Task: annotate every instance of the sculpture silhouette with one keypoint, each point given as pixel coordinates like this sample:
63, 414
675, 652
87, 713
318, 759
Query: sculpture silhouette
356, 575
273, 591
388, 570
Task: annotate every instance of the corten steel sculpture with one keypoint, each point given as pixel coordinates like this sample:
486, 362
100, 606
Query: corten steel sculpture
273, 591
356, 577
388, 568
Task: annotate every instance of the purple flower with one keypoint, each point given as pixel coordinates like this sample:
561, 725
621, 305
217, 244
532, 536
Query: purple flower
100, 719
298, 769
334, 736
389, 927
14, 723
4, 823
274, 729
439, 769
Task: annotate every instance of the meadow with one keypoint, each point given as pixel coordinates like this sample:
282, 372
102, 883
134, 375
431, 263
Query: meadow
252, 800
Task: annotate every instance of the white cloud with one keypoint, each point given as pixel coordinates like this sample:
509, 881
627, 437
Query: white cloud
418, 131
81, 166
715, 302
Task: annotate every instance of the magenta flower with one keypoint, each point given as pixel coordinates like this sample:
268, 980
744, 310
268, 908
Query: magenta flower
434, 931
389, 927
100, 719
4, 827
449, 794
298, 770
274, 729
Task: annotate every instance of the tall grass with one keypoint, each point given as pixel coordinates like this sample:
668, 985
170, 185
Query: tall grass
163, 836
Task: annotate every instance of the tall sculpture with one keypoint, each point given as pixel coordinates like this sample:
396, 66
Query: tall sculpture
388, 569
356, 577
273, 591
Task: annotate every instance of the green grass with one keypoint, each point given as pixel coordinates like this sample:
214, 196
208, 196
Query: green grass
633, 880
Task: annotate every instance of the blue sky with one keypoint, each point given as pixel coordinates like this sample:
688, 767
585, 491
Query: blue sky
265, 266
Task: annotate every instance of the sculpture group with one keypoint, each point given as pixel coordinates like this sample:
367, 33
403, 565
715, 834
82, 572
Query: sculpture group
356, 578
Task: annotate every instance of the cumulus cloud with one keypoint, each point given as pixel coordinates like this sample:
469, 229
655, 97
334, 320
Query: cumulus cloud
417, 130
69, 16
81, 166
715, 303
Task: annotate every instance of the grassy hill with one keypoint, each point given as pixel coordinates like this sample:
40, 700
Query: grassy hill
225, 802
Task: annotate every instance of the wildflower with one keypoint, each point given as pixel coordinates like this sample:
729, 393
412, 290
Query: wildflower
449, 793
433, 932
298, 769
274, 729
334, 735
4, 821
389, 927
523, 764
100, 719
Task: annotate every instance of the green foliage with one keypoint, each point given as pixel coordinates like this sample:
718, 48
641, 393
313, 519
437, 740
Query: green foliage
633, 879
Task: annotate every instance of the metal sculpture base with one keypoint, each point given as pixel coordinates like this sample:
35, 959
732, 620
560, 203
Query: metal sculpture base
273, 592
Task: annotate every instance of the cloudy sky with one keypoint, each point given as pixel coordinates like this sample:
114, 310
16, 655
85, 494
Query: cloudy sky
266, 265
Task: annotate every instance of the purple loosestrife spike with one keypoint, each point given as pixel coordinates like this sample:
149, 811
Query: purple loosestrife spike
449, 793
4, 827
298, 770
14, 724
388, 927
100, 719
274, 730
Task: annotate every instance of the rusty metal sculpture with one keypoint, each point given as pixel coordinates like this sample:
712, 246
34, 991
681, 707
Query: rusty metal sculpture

# [Task statement]
What lines of the material above hold the string "rusty"? Please copy them.

# [Task result]
Task: annotate every instance of the rusty metal sculpture with one keypoint, each point given as pixel coordinates like this sample:
Query: rusty metal sculpture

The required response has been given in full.